#### [Work required]
Would you please restate all of the entries exactly, apart from the pictures?

#### [Record excerpts]
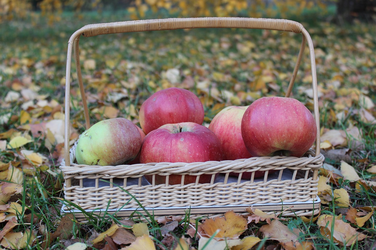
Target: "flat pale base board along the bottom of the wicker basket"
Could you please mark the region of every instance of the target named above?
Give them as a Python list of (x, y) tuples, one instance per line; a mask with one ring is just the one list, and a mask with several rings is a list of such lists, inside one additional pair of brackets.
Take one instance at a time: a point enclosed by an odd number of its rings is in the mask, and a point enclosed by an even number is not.
[[(87, 221), (88, 215), (94, 217), (109, 217), (113, 215), (116, 217), (140, 217), (142, 215), (147, 217), (146, 211), (149, 214), (155, 216), (155, 219), (170, 215), (185, 215), (187, 212), (190, 213), (190, 218), (198, 217), (217, 217), (223, 215), (227, 211), (234, 212), (245, 212), (246, 208), (260, 209), (268, 214), (288, 216), (311, 216), (316, 215), (320, 211), (320, 198), (316, 196), (315, 200), (308, 200), (306, 202), (291, 202), (291, 203), (264, 203), (264, 204), (252, 204), (249, 205), (226, 205), (226, 206), (196, 206), (191, 208), (181, 208), (181, 207), (158, 207), (158, 208), (123, 208), (123, 209), (85, 209), (83, 211), (78, 209), (70, 209), (66, 204), (63, 204), (61, 208), (62, 214), (74, 214), (78, 221)], [(248, 214), (248, 212), (245, 212)]]

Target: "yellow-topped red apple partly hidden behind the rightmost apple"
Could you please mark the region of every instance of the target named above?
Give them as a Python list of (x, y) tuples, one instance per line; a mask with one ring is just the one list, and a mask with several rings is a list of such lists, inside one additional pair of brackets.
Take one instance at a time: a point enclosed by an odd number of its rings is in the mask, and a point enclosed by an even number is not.
[[(223, 160), (237, 160), (251, 158), (244, 145), (241, 136), (241, 119), (248, 106), (229, 106), (223, 108), (214, 116), (209, 124), (209, 129), (218, 137), (221, 142)], [(230, 172), (232, 176), (239, 176), (239, 173)], [(244, 172), (242, 178), (251, 178), (252, 173)], [(264, 171), (256, 171), (254, 177), (264, 176)]]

#### [Result]
Target: "flat pale base board along the bottom of the wicker basket"
Could you please mark the region of every instance of the target named above?
Give them as a Python list of (x, y) tuples, one instance per line; a mask with one ring is just the one list, and a mask with several rings is a list of such lists, inside one additional pair of brackets.
Take one instance at a time: a point enclosed by an odd number of its rings is in the mask, and a point enclosed by an even number is not.
[[(87, 221), (88, 215), (94, 217), (109, 217), (113, 215), (116, 217), (140, 217), (142, 215), (147, 217), (146, 211), (149, 214), (155, 216), (155, 219), (170, 215), (185, 215), (187, 212), (190, 213), (190, 218), (198, 217), (217, 217), (223, 215), (227, 211), (234, 212), (245, 212), (246, 208), (260, 209), (268, 214), (288, 216), (311, 216), (316, 215), (320, 211), (320, 198), (316, 196), (315, 200), (308, 200), (306, 202), (291, 202), (291, 203), (264, 203), (264, 204), (252, 204), (249, 205), (226, 205), (226, 206), (196, 206), (191, 208), (181, 208), (181, 207), (158, 207), (158, 208), (123, 208), (123, 209), (85, 209), (83, 211), (78, 209), (70, 209), (66, 204), (63, 204), (61, 208), (62, 214), (74, 214), (78, 221)], [(248, 214), (248, 212), (245, 212)]]

Target: "yellow-topped red apple partly hidden behind the rightmost apple"
Could you please mark the region of every instance of the target named above?
Give them as a Python list of (x, y) tuples, one instance per line; a mask with one ring is just the one list, and a mask with several rings is a list of such lists, inside one additional pair of brackets.
Take one instance at a time: a point enclosed by an odd number of its rings is in the mask, and a point enclosed by an even number is not.
[[(223, 160), (237, 160), (251, 158), (244, 145), (241, 136), (241, 119), (248, 106), (229, 106), (223, 108), (214, 116), (209, 124), (209, 129), (218, 137), (221, 142)], [(230, 172), (232, 176), (239, 176), (239, 173)], [(244, 172), (242, 178), (251, 178), (252, 173)], [(264, 171), (256, 171), (254, 177), (264, 176)]]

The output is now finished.